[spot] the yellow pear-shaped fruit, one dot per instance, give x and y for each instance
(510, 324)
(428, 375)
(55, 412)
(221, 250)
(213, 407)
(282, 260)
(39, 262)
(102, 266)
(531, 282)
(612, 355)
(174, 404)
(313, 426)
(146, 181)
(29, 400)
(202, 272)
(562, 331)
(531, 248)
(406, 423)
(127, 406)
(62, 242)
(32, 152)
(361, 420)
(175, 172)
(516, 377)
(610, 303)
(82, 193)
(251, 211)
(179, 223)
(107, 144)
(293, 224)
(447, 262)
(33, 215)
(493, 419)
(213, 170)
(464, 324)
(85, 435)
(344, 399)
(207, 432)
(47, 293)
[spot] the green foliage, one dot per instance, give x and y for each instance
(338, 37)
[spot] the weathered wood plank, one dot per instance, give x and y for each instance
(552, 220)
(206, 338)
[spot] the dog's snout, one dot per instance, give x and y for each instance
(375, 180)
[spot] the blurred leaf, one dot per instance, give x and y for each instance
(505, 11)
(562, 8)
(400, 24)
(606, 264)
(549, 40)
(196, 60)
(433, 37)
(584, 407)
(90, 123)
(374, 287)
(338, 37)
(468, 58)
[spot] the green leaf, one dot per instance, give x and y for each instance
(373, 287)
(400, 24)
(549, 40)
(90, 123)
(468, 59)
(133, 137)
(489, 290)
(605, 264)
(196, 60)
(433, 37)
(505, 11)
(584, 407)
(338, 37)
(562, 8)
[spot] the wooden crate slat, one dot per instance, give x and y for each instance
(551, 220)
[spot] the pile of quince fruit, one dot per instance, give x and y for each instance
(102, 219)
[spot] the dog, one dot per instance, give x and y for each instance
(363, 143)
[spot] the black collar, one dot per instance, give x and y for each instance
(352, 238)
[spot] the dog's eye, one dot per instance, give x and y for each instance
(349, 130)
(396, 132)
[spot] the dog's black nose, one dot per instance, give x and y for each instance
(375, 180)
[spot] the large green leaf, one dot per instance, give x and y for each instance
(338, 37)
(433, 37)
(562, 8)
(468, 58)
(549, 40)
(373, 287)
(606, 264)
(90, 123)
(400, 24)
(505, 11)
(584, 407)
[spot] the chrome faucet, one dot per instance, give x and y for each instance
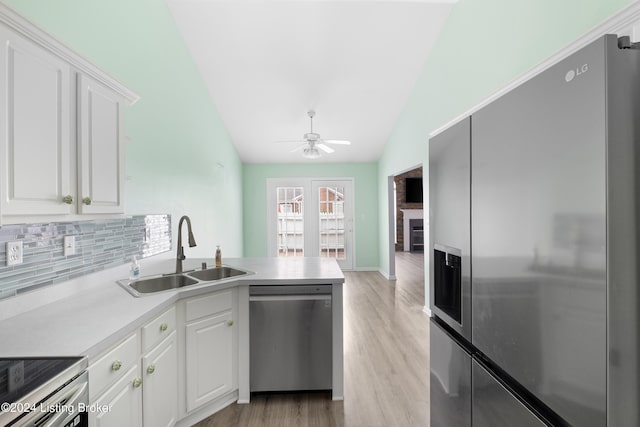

◆ PROBLEM STATEMENT
Exactly as written, set down the lines from the line holding "[spot] the large" to the last line of the data, both ends included, pictures excluded.

◆ SOLUTION
[spot] the large green leaf, one dot per instance, give x and y for each instance
(338, 37)
(433, 37)
(562, 8)
(468, 58)
(549, 40)
(373, 287)
(606, 264)
(90, 123)
(400, 24)
(505, 11)
(584, 407)
[spot] the chrome faucet, one dot per instance, give x and y for each instance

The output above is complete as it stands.